The Supreme Court Decision relating to the Status of Uber drivers will change the face of the Gig-economy
The unanimous Supreme Court landmark ruling that Uber drivers should be designated as workers and not as “self-employed” provides the drivers with a new raft of basic rights such as paid holiday, rest breaks and to be paid the national minimum wage will have a “knock-on” effect in the entire gig-economy. Other organisations that function as part of the gig-economy can expect to receive similar claims from the individuals that, up until now, were regarded as self-employed who will now claim the rights accorded to workers. There are nearly 1,000 similar cases in the queue waiting for the judgment Uber case judgment before taking legal action.
Lord Leggett, who summarised the judgment, stated that there were five reasons for the decision.
- Uber controlled the fares charged and did not permit the drivers to set their own prices which a self-employed driver would do.
- The drivers worked under Uber’s terms and conditions.

_INFORMATION SHOWN_.
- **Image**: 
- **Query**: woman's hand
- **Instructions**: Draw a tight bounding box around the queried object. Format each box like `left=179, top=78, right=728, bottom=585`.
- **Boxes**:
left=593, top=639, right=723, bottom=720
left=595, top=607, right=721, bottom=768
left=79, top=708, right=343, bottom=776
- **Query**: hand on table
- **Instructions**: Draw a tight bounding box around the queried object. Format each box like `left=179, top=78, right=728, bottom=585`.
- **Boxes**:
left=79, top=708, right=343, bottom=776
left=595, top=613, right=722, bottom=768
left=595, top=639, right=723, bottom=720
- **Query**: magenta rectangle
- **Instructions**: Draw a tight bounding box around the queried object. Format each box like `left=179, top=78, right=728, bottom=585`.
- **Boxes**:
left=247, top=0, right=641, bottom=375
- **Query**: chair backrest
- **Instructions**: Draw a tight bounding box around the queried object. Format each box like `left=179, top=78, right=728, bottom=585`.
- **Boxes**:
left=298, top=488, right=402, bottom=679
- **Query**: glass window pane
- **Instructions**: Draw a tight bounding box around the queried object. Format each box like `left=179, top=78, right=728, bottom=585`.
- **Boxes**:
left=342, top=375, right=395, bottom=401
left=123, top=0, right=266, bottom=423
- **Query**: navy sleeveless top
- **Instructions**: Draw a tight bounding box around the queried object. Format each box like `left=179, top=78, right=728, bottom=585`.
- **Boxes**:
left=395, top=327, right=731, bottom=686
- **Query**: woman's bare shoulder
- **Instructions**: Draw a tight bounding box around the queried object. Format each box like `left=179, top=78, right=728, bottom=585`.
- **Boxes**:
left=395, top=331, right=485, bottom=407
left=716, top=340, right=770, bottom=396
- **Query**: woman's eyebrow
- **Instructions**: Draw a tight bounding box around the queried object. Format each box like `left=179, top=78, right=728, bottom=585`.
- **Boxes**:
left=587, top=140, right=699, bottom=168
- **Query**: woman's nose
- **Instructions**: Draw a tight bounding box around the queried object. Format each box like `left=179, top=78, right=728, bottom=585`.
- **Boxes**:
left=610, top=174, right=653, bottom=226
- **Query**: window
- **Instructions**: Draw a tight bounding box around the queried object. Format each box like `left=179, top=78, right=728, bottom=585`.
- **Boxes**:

_TASKS AND EXERCISES_.
• 1. In the text on the Uber drivers ruling, who summarized the judgment?
• 2. Output verbatim the part of the Uber drivers text starting at "Lord Leggett, who" and ending at "driver would do.".

_SOLUTIONS IN ORDER_.
• 1. Lord Leggett

• 2.
Lord Leggett, who summarised the judgment, stated that there were five reasons for the decision.
- Uber controlled the fares charged and did not permit the drivers to set their own prices which a self-employed driver would do.